## RECORDS SHOWN
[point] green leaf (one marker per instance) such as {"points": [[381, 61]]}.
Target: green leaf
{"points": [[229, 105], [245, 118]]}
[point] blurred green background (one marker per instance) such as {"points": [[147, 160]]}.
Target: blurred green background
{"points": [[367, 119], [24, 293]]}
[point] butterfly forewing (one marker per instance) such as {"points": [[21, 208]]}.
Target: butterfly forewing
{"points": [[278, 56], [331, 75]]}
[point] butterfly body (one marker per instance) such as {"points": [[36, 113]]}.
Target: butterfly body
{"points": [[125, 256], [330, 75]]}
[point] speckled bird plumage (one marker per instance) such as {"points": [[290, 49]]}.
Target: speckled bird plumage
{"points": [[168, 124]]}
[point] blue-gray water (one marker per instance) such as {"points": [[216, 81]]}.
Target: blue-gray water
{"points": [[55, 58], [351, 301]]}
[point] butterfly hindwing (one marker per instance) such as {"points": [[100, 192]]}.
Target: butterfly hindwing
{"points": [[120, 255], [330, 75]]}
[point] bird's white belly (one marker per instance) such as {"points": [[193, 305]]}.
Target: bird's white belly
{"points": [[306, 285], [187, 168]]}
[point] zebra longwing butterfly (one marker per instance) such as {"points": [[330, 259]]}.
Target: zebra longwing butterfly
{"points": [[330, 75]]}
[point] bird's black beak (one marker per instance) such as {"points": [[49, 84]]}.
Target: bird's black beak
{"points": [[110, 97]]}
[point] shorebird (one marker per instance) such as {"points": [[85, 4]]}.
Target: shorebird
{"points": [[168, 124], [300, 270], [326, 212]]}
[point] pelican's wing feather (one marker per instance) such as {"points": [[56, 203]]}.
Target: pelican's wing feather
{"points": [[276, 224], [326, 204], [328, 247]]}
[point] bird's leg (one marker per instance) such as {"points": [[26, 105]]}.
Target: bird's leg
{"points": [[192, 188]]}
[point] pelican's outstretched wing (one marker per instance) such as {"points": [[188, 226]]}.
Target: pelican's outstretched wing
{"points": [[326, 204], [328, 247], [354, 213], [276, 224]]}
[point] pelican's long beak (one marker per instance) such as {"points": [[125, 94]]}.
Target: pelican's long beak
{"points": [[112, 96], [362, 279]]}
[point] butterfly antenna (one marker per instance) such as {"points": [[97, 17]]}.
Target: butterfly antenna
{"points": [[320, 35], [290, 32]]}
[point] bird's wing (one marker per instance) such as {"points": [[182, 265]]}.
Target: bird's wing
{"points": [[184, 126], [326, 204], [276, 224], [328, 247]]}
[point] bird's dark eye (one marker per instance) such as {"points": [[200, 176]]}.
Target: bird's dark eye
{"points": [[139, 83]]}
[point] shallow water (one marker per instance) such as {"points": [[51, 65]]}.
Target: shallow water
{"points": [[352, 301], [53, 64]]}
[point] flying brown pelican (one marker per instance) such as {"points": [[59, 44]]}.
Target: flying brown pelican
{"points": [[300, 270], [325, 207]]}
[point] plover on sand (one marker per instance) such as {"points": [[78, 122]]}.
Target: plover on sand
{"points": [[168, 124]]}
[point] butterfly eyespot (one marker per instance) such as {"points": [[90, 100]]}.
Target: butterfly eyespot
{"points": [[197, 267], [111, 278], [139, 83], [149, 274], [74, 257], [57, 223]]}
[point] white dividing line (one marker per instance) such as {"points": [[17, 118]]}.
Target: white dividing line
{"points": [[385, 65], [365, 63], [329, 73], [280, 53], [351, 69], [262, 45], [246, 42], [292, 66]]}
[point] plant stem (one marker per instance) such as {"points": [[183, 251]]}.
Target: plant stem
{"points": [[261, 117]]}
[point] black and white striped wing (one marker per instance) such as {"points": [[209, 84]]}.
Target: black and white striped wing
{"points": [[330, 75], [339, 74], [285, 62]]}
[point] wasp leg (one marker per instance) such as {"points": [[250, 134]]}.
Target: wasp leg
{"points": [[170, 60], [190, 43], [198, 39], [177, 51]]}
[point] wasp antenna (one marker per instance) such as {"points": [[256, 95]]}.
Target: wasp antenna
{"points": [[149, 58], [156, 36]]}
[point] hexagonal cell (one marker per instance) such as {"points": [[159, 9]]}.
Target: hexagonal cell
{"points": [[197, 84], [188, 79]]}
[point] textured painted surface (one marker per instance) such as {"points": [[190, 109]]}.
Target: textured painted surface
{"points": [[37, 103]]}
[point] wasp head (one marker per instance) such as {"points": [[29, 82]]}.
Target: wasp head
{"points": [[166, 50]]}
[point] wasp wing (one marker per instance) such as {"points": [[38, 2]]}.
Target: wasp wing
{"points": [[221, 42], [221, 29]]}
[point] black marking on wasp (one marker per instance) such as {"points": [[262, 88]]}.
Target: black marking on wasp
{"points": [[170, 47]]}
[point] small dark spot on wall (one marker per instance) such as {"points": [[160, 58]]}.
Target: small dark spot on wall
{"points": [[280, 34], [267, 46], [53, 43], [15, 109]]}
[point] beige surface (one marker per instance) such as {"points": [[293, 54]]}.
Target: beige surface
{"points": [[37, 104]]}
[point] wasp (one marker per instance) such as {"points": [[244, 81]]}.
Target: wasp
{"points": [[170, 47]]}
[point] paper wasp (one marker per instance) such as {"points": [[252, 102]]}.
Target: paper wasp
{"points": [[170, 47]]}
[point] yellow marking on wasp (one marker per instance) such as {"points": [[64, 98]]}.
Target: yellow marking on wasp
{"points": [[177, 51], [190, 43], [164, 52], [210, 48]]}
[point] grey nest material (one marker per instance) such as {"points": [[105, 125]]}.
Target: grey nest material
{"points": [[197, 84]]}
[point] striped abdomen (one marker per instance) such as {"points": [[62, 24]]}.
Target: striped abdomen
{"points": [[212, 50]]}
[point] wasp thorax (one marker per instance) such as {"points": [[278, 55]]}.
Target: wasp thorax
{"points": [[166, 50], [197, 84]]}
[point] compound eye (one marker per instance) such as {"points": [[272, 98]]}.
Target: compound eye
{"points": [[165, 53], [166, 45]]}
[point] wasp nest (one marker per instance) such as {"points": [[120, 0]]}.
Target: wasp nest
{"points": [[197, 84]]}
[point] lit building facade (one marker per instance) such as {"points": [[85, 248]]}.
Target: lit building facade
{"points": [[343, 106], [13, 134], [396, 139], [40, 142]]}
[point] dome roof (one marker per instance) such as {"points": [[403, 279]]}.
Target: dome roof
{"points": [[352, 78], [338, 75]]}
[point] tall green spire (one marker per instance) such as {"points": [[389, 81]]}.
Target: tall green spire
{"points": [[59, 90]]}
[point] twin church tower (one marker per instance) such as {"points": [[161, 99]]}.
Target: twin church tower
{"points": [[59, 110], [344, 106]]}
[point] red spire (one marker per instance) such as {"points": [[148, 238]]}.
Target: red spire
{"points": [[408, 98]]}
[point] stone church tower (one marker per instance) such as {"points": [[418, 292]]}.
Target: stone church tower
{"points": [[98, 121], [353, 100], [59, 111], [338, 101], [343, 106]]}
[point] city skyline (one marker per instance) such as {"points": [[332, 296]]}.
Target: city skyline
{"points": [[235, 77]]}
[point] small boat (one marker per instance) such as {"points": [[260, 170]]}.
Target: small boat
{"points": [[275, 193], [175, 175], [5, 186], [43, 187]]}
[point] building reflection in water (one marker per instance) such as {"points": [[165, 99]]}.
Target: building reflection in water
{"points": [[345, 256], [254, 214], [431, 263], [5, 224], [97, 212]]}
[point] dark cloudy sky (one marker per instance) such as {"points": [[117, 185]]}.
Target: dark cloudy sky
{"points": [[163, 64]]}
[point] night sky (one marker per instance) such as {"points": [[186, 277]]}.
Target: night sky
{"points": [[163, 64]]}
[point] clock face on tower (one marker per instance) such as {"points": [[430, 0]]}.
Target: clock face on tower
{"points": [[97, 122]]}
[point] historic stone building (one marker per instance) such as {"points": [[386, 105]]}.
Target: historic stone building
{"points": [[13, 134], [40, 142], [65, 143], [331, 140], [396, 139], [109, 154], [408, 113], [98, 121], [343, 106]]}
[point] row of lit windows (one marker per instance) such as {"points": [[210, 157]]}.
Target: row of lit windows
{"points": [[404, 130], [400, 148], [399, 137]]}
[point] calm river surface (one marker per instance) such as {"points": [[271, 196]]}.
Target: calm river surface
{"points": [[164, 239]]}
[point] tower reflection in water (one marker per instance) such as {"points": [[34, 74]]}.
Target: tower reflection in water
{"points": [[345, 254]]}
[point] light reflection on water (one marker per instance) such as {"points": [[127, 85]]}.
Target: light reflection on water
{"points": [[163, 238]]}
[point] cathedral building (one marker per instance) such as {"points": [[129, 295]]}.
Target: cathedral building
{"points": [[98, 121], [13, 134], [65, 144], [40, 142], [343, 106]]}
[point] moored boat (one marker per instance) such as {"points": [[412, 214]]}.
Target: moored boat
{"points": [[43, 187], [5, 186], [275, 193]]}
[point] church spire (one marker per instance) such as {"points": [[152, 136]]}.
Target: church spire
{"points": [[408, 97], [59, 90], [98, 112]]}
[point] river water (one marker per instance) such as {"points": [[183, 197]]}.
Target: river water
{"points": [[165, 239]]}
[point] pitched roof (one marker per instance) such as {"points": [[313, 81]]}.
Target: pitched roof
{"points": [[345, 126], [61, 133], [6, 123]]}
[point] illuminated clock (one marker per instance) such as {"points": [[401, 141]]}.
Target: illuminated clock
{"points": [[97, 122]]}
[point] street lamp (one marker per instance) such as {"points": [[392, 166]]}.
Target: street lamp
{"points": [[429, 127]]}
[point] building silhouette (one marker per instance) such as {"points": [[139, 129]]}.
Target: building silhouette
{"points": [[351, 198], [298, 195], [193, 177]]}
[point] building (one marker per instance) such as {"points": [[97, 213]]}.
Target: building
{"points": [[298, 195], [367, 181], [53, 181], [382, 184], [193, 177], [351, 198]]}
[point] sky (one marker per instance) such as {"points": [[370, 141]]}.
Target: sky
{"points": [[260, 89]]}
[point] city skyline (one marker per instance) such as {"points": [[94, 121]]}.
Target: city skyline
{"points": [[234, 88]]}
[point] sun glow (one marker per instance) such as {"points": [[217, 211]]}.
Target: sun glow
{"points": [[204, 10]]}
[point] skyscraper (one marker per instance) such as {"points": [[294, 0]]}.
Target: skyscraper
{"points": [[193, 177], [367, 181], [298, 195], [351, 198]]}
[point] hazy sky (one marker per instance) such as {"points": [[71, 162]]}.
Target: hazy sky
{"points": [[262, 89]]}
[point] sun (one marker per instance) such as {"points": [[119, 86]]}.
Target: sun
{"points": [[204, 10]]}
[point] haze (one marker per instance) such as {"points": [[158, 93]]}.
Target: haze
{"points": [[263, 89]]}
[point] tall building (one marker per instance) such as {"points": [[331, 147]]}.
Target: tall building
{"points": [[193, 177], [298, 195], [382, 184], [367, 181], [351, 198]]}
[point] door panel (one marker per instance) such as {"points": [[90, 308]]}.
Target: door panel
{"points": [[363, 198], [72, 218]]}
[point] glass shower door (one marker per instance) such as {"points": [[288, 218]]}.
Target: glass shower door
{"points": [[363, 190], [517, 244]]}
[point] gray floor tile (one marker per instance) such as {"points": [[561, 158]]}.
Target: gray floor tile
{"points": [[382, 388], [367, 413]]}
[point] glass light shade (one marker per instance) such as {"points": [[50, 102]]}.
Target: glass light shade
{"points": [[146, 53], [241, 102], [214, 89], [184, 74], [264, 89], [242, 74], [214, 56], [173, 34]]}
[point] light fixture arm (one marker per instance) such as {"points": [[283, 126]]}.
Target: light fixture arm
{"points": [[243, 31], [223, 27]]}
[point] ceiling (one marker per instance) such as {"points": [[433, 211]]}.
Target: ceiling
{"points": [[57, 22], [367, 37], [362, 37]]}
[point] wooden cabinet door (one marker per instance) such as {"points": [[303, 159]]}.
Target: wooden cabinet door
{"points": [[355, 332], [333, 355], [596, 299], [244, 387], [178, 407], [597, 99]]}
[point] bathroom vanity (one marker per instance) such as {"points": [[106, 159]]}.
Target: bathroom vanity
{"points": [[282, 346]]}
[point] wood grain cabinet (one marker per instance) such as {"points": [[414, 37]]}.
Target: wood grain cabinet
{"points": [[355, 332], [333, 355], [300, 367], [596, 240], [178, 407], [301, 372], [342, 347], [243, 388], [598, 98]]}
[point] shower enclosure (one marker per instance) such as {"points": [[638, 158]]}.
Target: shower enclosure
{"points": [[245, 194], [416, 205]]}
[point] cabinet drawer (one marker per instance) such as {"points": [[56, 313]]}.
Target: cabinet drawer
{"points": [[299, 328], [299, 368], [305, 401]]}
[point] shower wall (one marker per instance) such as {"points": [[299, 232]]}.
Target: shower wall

## WORK REQUEST
Your response should consist solely of the lines from the one containing "[point] tall building" to the end of the entries, both ends included, exactly as they appear.

## OUTPUT FOR THIS EXERCISE
[point] tall building (one marker per instance) such as {"points": [[331, 147]]}.
Target: tall building
{"points": [[193, 177], [298, 195], [382, 184], [367, 181], [351, 198]]}
[point] door panel (one marker per instance) such as {"points": [[90, 308]]}.
Target: door panel
{"points": [[363, 198], [72, 218]]}
[point] glass shower door (one marker per instance) such as {"points": [[288, 218]]}.
Target: glass shower door
{"points": [[363, 190], [517, 244]]}
[point] gray floor tile (one marker per instance) such as {"points": [[561, 158]]}.
Target: gray floor tile
{"points": [[382, 388], [367, 413]]}
[point] glass light shade (one marker per instance) such as {"points": [[50, 102]]}.
Target: glass light shade
{"points": [[146, 53], [241, 102], [214, 89], [184, 74], [264, 89], [242, 74], [214, 56], [173, 34]]}
[point] light fixture arm (one marker per instance) such as {"points": [[283, 126]]}.
Target: light fixture arm
{"points": [[243, 31], [223, 27]]}
[point] ceiling (one marker per instance) such as {"points": [[433, 211]]}.
Target: ceiling
{"points": [[57, 22], [367, 37], [362, 37]]}
[point] wooden cabinet door (one marker per instance) such as {"points": [[303, 159]]}.
Target: wooden cabinet door
{"points": [[355, 332], [333, 355], [596, 299], [244, 387], [178, 407], [597, 99]]}
[point] bathroom vanity (one marker per instance) such as {"points": [[106, 159]]}.
Target: bathroom vanity
{"points": [[282, 346]]}
[point] wood grain cabinet (one marker per instance) such as {"points": [[414, 37]]}.
Target: wood grain cabinet
{"points": [[355, 332], [333, 355], [300, 367], [596, 240], [178, 407], [301, 372], [342, 347], [243, 388], [598, 98]]}
[point] shower enclosure (one marker per instance) such as {"points": [[638, 158]]}.
Target: shower enclosure
{"points": [[245, 194], [416, 205]]}
[point] cabinet drawer (one marker per instance) such as {"points": [[56, 313]]}.
Target: cabinet drawer
{"points": [[299, 328], [299, 368], [305, 401]]}
[point] shower wall (one marker per instance) such as {"points": [[299, 232]]}.
Target: shower wall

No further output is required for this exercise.